Problem: Return each line of the listing exactly as written.

=-=-=-=-=

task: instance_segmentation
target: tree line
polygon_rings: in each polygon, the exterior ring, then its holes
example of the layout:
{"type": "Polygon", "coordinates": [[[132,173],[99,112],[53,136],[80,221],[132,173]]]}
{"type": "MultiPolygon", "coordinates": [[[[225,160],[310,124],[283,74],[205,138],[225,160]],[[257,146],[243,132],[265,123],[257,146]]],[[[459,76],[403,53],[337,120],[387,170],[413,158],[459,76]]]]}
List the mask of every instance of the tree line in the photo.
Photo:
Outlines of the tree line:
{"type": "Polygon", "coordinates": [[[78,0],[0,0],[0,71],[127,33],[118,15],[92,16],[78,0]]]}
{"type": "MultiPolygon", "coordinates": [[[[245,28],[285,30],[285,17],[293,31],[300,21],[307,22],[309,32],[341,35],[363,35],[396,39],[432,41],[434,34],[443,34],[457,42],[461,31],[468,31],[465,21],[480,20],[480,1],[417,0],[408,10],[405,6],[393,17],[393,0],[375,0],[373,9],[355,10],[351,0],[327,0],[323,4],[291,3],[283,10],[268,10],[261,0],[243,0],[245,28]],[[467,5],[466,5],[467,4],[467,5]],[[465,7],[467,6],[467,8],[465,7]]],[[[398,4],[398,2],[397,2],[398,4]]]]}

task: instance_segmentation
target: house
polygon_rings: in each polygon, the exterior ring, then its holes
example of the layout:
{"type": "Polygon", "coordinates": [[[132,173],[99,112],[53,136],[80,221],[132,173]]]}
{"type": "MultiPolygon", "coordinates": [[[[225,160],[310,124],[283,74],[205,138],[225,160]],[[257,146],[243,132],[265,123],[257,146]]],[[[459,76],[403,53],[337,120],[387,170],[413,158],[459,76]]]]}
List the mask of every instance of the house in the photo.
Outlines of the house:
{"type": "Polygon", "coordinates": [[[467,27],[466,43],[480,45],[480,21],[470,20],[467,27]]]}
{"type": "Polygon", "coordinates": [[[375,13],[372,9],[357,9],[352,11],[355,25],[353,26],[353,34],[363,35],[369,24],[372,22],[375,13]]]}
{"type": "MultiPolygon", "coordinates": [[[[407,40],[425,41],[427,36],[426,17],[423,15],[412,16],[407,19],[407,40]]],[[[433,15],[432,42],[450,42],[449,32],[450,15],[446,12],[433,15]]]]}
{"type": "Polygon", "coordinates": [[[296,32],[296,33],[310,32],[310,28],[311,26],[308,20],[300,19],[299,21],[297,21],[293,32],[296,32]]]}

=-=-=-=-=

Reply:
task: instance_segmentation
target: tree line
polygon_rings: in each polygon, the exterior ring, then its holes
example of the layout:
{"type": "Polygon", "coordinates": [[[132,173],[99,112],[53,136],[80,221],[132,173]]]}
{"type": "MultiPolygon", "coordinates": [[[[225,160],[310,124],[283,74],[205,138],[225,160]],[[257,146],[243,132],[265,123],[257,146]]],[[[459,76],[403,53],[337,120],[387,170],[413,158],[459,76]]]]}
List the mask of every instance of the tree line in the photo.
Photo:
Outlines of the tree line:
{"type": "Polygon", "coordinates": [[[78,0],[0,0],[0,71],[127,33],[118,15],[92,16],[78,0]]]}
{"type": "MultiPolygon", "coordinates": [[[[245,28],[285,30],[285,17],[293,31],[300,21],[307,22],[309,32],[341,35],[363,35],[396,39],[432,41],[434,34],[443,34],[457,42],[461,31],[468,31],[465,21],[480,20],[480,1],[417,0],[408,10],[405,6],[393,17],[393,0],[375,0],[373,9],[355,10],[351,0],[327,0],[323,4],[291,3],[283,10],[268,10],[261,0],[243,0],[245,28]],[[467,5],[466,5],[467,4],[467,5]],[[465,7],[467,6],[467,8],[465,7]]],[[[398,4],[398,2],[397,2],[398,4]]]]}

task: instance_segmentation
target: house
polygon_rings: in each polygon, the exterior ring, then its holes
example of the layout:
{"type": "Polygon", "coordinates": [[[132,173],[99,112],[53,136],[80,221],[132,173]]]}
{"type": "MultiPolygon", "coordinates": [[[[225,160],[310,124],[283,74],[205,138],[225,160]],[[257,146],[243,132],[265,123],[257,146]]],[[[459,76],[403,53],[337,120],[387,170],[413,158],[459,76]]]]}
List the mask of every instance of the house in the photo.
Outlines of the house:
{"type": "Polygon", "coordinates": [[[467,27],[466,43],[480,45],[480,21],[470,20],[467,27]]]}
{"type": "Polygon", "coordinates": [[[375,13],[372,9],[357,9],[352,11],[355,25],[353,26],[353,34],[363,35],[369,24],[372,22],[375,13]]]}
{"type": "MultiPolygon", "coordinates": [[[[407,40],[425,41],[427,36],[426,17],[423,15],[412,16],[407,19],[407,40]]],[[[433,15],[432,42],[450,42],[449,32],[450,15],[446,12],[433,15]]]]}
{"type": "Polygon", "coordinates": [[[296,32],[296,33],[310,32],[310,28],[311,26],[308,20],[300,19],[299,21],[297,21],[293,32],[296,32]]]}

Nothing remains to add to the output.